[Begin EXTRACT TO READ]

Testing Your CS and D'
The gold-standard field test for CS and D' is the two time trials method: a 3-minute all-out effort and a 12-minute all-out effort, performed on a flat, windless track or certified course and separated by 48–72 hours of recovery. Compute mean speed for each (total distance divided by duration), then solve the linear version of the hyperbolic model: distance = CS × time + D'. With two (time, distance) points, two unknowns are uniquely determined — CS is the slope of the line through those points, and D' is the y-intercept. For example, if you cover 900 m in 180 s and 3,600 m in 720 s, CS = (3600 − 900) / (720 − 180) = 5.0 m/s and D' = 900 − 5.0 × 180 = 0 m (a pathological fit indicating a 3-minute effort that was not truly all-out). Realistic efforts give D' values of 150–300 m.
Burnley, Doust & Vanhatalo (2006) validated a single-session alternative: the 3-minute all-out exhaustion test. The protocol is brutally simple — run as hard as possible for 180 seconds with no pacing strategy, on a track or treadmill, with continuous pace recording. The terminal 30-second mean speed (150–180 s) equals CS, because by that point D' is fully depleted and the runner has collapsed onto the CS asymptote. The excess distance covered above CS over the full 180 seconds equals D'. Galbraith, Hopker, Lelliott, Tolfrey & Passfield (2014) further refined a 1500 m + 3000 m race-based protocol that produces CS estimates within ±2% of laboratory values for trained runners. The key to any field test is genuine maximal effort — submaximal pacing collapses the two-parameter fit and produces misleadingly low D' values.
For runners unable or unwilling to perform dedicated time trials, race-data modeling is a viable alternative. Collect three to four recent maximal race performances spanning a broad duration range — typically a 3K or 5K (8–20 min), a 10K (30–50 min), and a half marathon (75–120 min) — and fit the two-parameter model via least-squares regression of distance on time. Stryd and other running power meters automate this process using running power (in watts) rather than speed, producing a CP (critical power) and W' (kilojoules) output. The Stryd 'Critical Power Test' protocol uses a 9-minute and a 3-minute time trial as input. Regardless of method, retest every 8–12 weeks during focused training blocks, or after any performance breakthrough, to keep training zones calibrated to your current physiology.
CS vs VDOT vs LT2 vs FTP
Critical Speed overlaps with several other physiological thresholds, but each metric has a distinct derivation and best use case. Consider a representative 3:00 marathoner: VDOT would compute to approximately 52 (Daniels 4th ed.), lactate threshold 2 (LT2) pace would sit around 4:05/km, Critical Speed would fall near 4:00–4:05/km, and Stryd FTP (functional threshold power, treated as critical power) would be approximately 270 W. The four metrics are close but not identical, and their differences encode different physiological assumptions. VDOT is a race-predictor constructed from Daniels' population-averaged tables; it assumes 'typical' running economy (~200 mL·kg⁻¹·km⁻¹) and derives training paces from that single-number fit. LT2 is a lactate-specific threshold, most commonly defined as the running pace corresponding to 4 mmol·L⁻¹ blood lactate or individualized via baseline + 1.5 mmol·L⁻¹ methods.

[End EXTRACT TO READ]
[Begin DATA SUPPLIED]

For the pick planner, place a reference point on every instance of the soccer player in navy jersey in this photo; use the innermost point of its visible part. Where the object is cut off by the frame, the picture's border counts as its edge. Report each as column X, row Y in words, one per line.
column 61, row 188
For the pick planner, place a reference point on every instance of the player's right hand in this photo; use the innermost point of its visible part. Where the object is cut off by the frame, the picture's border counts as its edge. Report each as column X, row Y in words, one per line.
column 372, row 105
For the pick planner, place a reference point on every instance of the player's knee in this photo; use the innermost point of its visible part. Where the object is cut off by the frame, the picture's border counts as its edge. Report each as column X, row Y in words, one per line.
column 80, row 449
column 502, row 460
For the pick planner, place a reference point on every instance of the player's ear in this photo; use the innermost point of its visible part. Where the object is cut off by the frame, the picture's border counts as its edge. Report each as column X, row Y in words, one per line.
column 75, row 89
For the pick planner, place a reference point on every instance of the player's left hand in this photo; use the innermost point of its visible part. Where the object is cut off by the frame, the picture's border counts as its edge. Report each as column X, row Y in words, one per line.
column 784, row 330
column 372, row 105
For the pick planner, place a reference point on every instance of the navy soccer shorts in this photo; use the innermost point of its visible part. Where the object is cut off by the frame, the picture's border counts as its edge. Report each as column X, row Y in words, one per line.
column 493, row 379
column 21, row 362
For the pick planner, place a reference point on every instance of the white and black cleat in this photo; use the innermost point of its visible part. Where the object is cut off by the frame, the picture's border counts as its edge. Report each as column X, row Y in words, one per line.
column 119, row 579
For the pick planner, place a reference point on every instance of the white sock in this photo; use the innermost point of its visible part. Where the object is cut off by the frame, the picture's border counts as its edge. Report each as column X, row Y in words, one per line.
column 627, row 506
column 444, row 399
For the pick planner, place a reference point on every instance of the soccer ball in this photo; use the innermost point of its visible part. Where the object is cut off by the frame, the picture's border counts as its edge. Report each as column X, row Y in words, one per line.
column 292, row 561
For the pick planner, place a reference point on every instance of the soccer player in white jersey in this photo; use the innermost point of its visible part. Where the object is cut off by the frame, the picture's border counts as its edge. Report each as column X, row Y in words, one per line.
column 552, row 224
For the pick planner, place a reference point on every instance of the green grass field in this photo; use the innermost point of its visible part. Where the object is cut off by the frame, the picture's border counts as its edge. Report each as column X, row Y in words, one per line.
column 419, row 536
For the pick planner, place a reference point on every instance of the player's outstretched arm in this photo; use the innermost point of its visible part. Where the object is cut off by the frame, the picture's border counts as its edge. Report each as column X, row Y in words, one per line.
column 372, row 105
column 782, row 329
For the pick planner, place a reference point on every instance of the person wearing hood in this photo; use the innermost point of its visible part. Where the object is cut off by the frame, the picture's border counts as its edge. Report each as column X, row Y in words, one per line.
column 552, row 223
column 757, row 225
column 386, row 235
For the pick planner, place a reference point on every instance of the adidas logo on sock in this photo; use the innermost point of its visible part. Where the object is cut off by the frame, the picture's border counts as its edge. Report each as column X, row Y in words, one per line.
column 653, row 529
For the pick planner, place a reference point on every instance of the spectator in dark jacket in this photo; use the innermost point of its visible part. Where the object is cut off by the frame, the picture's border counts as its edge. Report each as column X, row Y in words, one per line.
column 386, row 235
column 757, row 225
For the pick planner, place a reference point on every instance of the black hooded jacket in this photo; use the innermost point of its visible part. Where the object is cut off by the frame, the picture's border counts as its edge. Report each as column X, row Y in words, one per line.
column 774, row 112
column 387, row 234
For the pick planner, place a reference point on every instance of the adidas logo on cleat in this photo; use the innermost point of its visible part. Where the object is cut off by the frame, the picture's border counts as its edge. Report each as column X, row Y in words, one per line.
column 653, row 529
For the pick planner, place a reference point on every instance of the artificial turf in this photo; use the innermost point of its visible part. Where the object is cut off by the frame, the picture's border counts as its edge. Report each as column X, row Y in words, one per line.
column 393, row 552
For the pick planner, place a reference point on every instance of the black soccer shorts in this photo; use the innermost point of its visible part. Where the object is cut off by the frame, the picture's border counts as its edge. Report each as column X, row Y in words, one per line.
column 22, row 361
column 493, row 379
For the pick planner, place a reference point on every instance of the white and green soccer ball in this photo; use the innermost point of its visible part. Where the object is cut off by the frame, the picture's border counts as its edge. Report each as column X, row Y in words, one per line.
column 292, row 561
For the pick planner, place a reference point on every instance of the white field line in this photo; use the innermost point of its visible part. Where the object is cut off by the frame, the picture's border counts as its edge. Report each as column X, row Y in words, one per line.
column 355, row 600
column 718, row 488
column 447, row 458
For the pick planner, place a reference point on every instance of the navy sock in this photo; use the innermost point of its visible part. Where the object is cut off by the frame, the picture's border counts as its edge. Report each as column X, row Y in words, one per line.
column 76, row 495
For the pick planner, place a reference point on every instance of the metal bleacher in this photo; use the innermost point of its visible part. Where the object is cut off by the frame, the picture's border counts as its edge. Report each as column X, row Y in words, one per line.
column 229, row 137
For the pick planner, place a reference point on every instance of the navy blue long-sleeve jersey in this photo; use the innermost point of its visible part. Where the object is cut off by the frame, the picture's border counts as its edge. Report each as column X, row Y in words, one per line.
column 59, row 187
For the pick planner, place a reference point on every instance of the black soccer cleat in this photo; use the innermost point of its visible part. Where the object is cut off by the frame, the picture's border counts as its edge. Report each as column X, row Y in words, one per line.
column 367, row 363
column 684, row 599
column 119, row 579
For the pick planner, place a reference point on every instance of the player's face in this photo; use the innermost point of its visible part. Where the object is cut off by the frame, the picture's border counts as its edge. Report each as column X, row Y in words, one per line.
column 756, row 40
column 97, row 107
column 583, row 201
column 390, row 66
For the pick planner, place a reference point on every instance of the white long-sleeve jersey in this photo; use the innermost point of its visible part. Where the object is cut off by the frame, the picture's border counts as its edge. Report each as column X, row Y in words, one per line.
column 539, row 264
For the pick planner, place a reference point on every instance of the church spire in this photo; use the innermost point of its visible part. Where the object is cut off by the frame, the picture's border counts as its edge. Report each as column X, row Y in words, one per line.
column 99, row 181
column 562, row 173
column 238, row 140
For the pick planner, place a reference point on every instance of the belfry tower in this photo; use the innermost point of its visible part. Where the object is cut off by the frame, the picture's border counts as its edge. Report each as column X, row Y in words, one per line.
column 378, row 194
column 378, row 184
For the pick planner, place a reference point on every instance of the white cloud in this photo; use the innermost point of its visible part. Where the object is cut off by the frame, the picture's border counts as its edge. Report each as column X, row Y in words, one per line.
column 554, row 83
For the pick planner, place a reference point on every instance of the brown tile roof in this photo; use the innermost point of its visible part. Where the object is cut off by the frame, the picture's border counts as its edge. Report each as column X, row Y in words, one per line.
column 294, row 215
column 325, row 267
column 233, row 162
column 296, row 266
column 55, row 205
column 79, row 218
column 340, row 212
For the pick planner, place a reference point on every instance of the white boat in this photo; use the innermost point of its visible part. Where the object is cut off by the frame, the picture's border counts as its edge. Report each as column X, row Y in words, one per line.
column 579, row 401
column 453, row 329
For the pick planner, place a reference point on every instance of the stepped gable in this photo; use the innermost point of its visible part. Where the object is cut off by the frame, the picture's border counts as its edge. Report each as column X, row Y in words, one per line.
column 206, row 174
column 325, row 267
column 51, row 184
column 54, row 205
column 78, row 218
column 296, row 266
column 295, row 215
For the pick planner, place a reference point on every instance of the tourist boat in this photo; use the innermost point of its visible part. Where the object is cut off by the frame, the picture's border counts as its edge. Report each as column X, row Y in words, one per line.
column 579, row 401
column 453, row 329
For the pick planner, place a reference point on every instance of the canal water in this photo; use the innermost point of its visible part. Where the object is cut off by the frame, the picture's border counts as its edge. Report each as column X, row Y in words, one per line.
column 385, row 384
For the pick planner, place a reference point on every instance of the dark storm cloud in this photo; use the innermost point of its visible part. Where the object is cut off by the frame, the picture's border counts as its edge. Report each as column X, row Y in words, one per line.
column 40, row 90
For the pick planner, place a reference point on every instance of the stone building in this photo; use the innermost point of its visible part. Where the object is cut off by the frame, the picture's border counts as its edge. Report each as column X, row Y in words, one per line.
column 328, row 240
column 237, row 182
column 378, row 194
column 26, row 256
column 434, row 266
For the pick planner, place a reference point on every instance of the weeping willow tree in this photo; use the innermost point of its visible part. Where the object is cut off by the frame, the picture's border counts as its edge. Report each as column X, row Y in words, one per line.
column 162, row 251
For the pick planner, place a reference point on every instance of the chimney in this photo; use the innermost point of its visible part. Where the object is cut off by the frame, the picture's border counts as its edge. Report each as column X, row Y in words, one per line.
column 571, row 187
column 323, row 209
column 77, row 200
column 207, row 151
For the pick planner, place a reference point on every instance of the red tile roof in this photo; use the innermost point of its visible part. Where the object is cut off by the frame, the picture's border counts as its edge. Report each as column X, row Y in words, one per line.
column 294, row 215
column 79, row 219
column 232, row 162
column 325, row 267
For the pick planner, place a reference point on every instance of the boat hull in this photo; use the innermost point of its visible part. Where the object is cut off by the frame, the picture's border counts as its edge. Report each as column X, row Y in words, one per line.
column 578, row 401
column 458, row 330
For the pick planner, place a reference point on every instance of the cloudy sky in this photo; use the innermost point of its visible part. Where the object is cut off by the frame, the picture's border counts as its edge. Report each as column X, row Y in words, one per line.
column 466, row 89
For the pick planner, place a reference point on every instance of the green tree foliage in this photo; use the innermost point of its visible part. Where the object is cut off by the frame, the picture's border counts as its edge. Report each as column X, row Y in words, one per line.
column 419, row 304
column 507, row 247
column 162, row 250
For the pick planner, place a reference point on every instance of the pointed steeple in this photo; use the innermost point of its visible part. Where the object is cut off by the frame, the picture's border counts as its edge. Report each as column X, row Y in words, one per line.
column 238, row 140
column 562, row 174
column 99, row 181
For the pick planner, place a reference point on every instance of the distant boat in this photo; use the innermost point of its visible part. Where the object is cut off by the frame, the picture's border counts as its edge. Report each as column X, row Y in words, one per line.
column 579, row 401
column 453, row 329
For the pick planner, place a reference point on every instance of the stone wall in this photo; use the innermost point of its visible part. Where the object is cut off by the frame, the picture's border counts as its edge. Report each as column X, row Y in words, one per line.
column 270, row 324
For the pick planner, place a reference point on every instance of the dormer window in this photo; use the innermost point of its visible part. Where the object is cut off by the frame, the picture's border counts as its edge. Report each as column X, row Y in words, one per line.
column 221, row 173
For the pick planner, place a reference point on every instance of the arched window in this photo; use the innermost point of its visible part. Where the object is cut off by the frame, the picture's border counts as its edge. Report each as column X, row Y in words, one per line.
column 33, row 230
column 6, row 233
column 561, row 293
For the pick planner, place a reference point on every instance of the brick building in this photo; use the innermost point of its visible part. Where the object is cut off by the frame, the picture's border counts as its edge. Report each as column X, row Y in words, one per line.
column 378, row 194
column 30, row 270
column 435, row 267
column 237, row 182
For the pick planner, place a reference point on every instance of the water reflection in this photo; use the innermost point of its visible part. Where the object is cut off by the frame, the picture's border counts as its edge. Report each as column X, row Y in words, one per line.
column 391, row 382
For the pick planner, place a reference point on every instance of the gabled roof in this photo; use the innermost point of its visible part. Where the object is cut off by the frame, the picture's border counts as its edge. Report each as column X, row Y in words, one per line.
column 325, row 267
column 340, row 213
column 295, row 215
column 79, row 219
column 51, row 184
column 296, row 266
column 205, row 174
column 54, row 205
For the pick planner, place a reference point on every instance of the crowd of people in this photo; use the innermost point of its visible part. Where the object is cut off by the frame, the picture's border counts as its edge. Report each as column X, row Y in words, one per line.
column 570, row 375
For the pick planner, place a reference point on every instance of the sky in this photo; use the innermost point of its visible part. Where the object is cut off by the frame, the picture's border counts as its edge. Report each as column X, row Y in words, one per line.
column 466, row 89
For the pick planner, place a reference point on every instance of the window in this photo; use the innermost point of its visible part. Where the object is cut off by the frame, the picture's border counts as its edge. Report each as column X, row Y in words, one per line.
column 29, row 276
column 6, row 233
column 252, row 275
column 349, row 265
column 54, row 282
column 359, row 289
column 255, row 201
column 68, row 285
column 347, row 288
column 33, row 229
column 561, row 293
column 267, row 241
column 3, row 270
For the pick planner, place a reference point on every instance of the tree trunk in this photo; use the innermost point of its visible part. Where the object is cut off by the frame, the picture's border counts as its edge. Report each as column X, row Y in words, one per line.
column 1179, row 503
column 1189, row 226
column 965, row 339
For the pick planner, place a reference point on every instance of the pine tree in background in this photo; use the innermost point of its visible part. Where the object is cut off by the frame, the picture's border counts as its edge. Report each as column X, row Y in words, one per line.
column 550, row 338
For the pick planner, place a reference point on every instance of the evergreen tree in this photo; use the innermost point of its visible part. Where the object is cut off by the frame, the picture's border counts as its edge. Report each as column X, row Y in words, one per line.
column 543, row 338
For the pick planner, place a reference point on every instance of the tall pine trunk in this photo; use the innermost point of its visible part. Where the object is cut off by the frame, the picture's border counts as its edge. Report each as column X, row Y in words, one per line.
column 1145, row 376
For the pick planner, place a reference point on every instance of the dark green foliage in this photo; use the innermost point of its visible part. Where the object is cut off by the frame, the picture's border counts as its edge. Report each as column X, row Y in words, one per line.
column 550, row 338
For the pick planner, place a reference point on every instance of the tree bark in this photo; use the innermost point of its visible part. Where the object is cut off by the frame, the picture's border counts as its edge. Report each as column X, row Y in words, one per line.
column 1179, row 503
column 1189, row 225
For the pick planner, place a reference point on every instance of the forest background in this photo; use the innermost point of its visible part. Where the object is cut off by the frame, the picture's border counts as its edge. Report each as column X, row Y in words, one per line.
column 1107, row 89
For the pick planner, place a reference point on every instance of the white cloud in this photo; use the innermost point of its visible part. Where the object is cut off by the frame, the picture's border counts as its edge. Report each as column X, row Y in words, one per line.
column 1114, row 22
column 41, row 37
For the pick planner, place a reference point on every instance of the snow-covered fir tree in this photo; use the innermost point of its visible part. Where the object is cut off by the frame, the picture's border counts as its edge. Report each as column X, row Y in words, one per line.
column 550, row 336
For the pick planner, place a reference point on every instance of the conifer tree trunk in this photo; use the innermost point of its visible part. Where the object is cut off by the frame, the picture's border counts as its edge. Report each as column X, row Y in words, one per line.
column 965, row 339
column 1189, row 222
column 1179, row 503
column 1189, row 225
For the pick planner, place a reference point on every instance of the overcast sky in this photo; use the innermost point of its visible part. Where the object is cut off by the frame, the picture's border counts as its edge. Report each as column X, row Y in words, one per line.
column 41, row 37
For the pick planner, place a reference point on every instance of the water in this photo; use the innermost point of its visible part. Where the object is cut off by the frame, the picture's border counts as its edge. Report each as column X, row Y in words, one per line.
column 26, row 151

[End DATA SUPPLIED]

#### GOALS:
#1 In the text on testing critical speed and D', which two time trials does the Stryd 'Critical Power Test' protocol use as input?
#2 Carry on the text on testing critical speed and D' from the point where it stops.

#### OUTPUTS IN ORDER:
#1 A 9-minute time trial and a 3-minute time trial.

#2
Critical Speed, in contrast, is neither a population average nor a single biomarker — it is empirically derived from the individual's own power-duration curve and respects idiosyncratic running economy. A runner with unusually good economy (say, 180 mL·kg⁻¹·km⁻¹) will have a higher CS than VDOT predicts because they cover more distance per unit of VO2. A runner with poor economy (220 mL·kg⁻¹·km⁻¹) will have a lower CS than VDOT predicts. This individualization is why CS-based race predictions often outperform VDOT for runners at the tails of the economy distribution. Stryd's FTP is conceptually identical to CS, but implemented in watts via the Stryd power model; it is subject to assumptions about the power-speed relationship that may differ slightly from direct speed-based CS estimation.
The practical upshot: use VDOT as a quick, standardized estimate when you have a single recent race result and no equipment; use LT2 when you have lab access and want a lactate-anchored zone structure; use CS when you want the most physiologically grounded, individual-specific threshold for training prescription and race prediction; use Stryd FTP when you own a running power meter and want automated continuous tracking. The four converge for 'typical' runners but diverge meaningfully for runners with unusual economy, extreme D' values, or strong specialization in either short or long events.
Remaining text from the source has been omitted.